→ SELECTED EXTRACT
What works is to have a competent team that cares and aren't hindered by bureaucracy. Agile is one such obstacle that prevents people from getting things done.
Agile might be a good way to deliver value if you have sub par teams, I'm not sure, but I'm pretty sure it hurts competent teams since now you made it their job to deliver reports rather than improving the product.
> I know I don't want to go back to the waterfall days of requirements gathering for weeks, then being held to a schedule that was built entirely on hypotheticals.
Removing constant scheduled reports and meetings all the time does not necessarily mean waterfall where you frontload all those meetings and reports. You could just have meetings and reports that fits the project as needed instead of forcing a one size fits all solution to everything.
Agile and waterfall are both examples of the same corporate inflexibility.
Okay but that's not really actionable. There are only a small number of highly competent people available in the labor market at any price. Occasionally you can get lucky and hire enough of them to assemble an entire team, and the results can be extraordinary (at least until the ego conflicts destroy it). But since no large organization can rely on that strategy they have to find ways to deliver value using average people who might be incompetent in certain areas. That usually means some kind of agile methodology to provide a level of predictability and prevent things from going totally off the rails.
I appreciate the spirit this is written in. Having fought the good fight, here’s what I’ve learned:
Leadership in most organizations have ideas about product but no idea what the actual product is that runs things.
Anything that a client or stakeholder wants is an automatic “P1.”
The senior dev team inevitably concludes that tech debt, which has been accumulated for years, has to be address due to near catastrophic levels of issues in security, compliance, performance, or maintenance.
Business analysts & PMs, almost always bright, well-intentioned people that don’t realize they are in Kafka-topia, believe that all that is missing is a clear business justification for prioritization & with calculated value to the end user. Those that go hunting for answers are soon shocked to discover their core users have no idea why they do what they do or what relevance it has to the org. All of the above drives additional, well-research product enhancements that get greenlit by leadership to be done “alongside the client P1s.”
If your pipeline is clogged, shipping value can’t happen. However little time it takes, it still takes time to change the way you work - which is what agile is about at its best: continual learning and improvement.
I learned a valuable lesson in game design - your constraints are your rules engine.
As much as the concepts and beliefs at the core of agile are an amazing “dev outward” approach to value creation, agile does not and cannot stand alone in the global dysfunction of human organizations.
Without clear leadership on priorities, without clear budgeting of investment in infrastructure, and most importantly without an actual feedback loop across all the players in a system, agile is not agile.
Agile is a way to get there, yes, but if you are in an organization that can’t answer basic questions about itself then you are probably in an organization that won’t be able to implement anything authentically. You will just have new shapes and sizes on the same lack of alignment, decision making, and insight.
Practically speaking, Corporate Agile is Agile in that it is what 95%+ of people doing Agile are actually experiencing.
As far as I can tell, the only companies doing "manifesto" Agile are startups, mostly out of necessity or out of a preference for agility (which is necessary for a startup) over predictability (which is impossible for a startup). Large companies mostly fail to do Agile not because they are incapable (well, maybe some), but because they don't want to - they value predictability over agility.

→ GIVEN DATA
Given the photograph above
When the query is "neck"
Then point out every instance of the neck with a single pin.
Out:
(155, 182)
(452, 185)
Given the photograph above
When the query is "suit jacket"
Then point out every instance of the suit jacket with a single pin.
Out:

→ PROBLEM SET
[1] Select every line of the entries that contains the word "point".
[2] Please pick up the Agile discussion after its final sentence and keep writing it.
The Agile discussion and the entries are unrelated to each other.

→ ANSWERS TO THE EXERCISE
[1]
Then point out every instance of the neck with a single pin.
Then point out every instance of the suit jacket with a single pin.

[2]
If you're about to reply that your Product/Engineering team is totally doing "real" Agile inside a traditional corporate operation, save your energy lol.
Now here is my hot take: Any organization that can reasonably hope to achieve predictability will strongly prefer it to agility and always choose it. This is why Agile never works in established corporations. No matter how much they talk a good game about "disruption", the reality is that they are just hoping to get predictable results.
Even a startup cannot do manifesto-agile most of the time IMO, at least not if they have a strong desire to succeed, because they are constrained by the possibility of running out of money in the near-future.
I am dabbling with bootstrapping now that I've hit my financial-independence targets and I think this, along with profitable+small+private+engineering-led software businesses and FOSS, are some of the only environments in which you can engage in true Agile. That assertion stems from the fact that they are not subject to real constraints in budget and resilient to business meddling in things like TTM and MVP.
Is there anything you can't substitute into "Even a startup cannot do X most of the time IMO, at least not if they have a strong desire to succeed, because they are constrained by the possibility of running out of money in the near-future." ?
Not exactly sure what you mean, but most startups operate at losses for a long time before becoming profitable. I explicitly noted that bootstrapped startups with passive income and profitable small engineering-led companies are not constrained by this problem, because their financials support operating indefinitely - but perhaps I misunderstand your point
I've seen a lot of agile shops and in my experience most of them have the right idea and relatively few are really abusing it. The friction with any project, agile or not, almost always boils down to estimation. "When will my product be done?" That's a really hard notion to disabuse regardless of process. No methodology has successfully solved for predicting the future.
of course not. but if you don't follow corporate agile, then you're allowed to make estimates beyond a single sprint. are these prophetic? only in the sense of being self fulfilling. we can do is have a rough map of the work and eyeball our progress given the team we have, and try to line that up with the endpoint by working backwards.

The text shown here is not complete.